Render everything from the line containing "Tag every bridge over river." down to the line containing "[0,218,450,299]", both included, as a two-column CSV with the headers "request" and "answer". Write one row per record, putting its text and its answer each in a single quoted field with line breaks replaced by spaces.

Bounding box annotation records
──────────

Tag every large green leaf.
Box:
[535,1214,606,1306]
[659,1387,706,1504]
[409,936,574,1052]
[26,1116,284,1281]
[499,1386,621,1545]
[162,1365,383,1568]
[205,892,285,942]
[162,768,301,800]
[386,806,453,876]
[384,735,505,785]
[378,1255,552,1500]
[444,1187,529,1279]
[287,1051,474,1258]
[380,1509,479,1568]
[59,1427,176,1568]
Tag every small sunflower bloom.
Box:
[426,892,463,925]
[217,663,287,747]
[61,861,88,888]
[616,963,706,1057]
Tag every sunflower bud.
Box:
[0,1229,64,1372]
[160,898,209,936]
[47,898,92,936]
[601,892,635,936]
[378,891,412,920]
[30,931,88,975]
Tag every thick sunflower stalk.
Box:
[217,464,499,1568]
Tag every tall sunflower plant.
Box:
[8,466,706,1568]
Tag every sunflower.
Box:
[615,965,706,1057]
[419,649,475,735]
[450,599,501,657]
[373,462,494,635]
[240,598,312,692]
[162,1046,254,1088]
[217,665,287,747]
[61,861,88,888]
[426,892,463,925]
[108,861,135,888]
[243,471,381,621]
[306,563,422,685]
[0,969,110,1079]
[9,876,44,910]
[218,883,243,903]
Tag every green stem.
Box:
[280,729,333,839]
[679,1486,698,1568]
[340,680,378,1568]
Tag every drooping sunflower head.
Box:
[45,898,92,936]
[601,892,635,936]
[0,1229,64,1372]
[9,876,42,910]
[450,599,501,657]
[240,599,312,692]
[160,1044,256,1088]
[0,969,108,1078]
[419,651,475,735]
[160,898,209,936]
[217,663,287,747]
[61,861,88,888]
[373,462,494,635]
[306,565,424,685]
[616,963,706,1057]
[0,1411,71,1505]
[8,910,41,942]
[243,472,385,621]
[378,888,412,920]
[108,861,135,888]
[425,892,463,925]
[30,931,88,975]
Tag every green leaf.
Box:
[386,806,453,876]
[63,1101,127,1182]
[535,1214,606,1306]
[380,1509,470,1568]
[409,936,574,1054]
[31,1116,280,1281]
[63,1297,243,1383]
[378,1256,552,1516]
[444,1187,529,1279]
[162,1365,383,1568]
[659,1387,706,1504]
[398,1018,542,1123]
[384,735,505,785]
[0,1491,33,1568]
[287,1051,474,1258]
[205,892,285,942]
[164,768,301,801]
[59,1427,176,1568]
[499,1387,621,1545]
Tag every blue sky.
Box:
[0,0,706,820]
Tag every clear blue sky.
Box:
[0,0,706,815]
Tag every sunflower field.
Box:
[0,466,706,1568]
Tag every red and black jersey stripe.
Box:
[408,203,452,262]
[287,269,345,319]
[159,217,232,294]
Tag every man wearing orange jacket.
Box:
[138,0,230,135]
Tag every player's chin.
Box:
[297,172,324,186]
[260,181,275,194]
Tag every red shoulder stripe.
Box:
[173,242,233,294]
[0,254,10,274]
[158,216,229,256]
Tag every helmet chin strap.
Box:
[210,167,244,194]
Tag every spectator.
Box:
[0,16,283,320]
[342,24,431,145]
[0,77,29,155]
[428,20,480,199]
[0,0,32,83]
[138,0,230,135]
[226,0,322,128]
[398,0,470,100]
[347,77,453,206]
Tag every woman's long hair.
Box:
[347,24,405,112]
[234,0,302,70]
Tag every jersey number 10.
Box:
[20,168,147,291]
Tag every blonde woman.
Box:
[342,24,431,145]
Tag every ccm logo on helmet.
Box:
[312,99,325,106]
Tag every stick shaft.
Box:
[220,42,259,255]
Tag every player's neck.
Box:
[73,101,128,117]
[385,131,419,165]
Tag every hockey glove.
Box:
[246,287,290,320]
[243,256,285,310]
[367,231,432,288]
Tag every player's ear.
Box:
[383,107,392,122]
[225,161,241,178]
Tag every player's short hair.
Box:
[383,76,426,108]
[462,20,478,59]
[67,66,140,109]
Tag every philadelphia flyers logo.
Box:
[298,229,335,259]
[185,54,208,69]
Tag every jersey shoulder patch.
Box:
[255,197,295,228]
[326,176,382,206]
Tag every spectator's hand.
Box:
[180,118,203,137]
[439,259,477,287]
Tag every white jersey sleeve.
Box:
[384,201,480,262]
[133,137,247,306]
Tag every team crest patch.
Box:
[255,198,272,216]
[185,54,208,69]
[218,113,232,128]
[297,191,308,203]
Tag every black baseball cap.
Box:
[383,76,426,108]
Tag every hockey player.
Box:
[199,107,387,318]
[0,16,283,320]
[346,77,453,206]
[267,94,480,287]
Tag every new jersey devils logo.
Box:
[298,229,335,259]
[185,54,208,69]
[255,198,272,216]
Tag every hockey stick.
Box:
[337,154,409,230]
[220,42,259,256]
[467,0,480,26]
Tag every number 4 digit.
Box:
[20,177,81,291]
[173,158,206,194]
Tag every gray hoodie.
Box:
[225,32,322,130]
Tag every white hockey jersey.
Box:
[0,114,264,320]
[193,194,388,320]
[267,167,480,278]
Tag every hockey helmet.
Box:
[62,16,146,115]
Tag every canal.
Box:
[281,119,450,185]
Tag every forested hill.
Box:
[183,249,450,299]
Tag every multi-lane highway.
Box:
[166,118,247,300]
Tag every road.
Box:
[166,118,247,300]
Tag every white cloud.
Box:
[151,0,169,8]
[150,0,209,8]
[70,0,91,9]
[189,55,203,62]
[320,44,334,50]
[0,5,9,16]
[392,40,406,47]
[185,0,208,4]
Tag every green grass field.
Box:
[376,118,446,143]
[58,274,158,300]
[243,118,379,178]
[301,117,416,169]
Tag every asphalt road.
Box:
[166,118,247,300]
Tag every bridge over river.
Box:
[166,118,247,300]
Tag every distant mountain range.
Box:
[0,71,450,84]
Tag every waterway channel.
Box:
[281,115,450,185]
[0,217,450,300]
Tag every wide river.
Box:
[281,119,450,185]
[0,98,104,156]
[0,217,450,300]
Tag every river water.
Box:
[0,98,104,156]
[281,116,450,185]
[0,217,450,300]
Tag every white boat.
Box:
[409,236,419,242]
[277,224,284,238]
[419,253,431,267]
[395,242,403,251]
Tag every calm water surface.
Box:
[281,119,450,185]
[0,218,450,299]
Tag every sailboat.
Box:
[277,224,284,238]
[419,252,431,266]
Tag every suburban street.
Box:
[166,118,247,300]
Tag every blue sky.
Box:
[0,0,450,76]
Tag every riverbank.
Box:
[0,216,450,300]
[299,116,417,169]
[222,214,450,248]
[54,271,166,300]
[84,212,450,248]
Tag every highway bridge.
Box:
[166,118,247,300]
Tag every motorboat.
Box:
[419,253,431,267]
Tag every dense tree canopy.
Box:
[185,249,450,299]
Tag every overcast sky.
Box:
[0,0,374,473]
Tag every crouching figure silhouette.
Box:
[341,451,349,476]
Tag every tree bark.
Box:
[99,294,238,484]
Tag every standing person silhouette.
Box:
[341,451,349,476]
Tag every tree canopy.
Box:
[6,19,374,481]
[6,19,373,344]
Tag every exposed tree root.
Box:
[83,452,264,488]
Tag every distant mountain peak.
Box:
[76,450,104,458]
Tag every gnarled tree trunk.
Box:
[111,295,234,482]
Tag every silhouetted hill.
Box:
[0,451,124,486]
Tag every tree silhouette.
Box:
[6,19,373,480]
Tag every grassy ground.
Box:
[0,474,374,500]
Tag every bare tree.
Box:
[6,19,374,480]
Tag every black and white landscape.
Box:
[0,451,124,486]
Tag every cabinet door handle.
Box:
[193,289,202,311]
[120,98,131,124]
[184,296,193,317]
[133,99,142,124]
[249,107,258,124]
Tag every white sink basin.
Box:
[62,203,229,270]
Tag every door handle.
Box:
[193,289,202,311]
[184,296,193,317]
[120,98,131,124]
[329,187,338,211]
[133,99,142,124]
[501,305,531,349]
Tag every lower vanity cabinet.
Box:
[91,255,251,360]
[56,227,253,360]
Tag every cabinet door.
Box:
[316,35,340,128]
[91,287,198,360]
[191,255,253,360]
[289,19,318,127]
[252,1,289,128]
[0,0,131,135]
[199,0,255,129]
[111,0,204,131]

──────────

## COMPLETED EXERCISE
request,answer
"Tag every bridge over river. Box:","[166,118,247,300]"
"Tag every distant mountain range. Box:","[0,71,450,84]"
"Tag every waterway channel. Box:","[281,115,450,185] [0,217,450,300]"
"Tag every wide river. Box:","[281,119,450,185] [0,98,104,156] [0,217,450,300]"
"Tag every river water. Box:","[0,98,104,156] [281,116,450,185] [0,217,450,300]"
"Tag every white boat. Box:","[409,236,419,242] [277,224,284,238] [419,253,431,267] [395,242,403,251]"
"Tag every calm water surface. Box:","[281,119,450,185] [0,218,450,299]"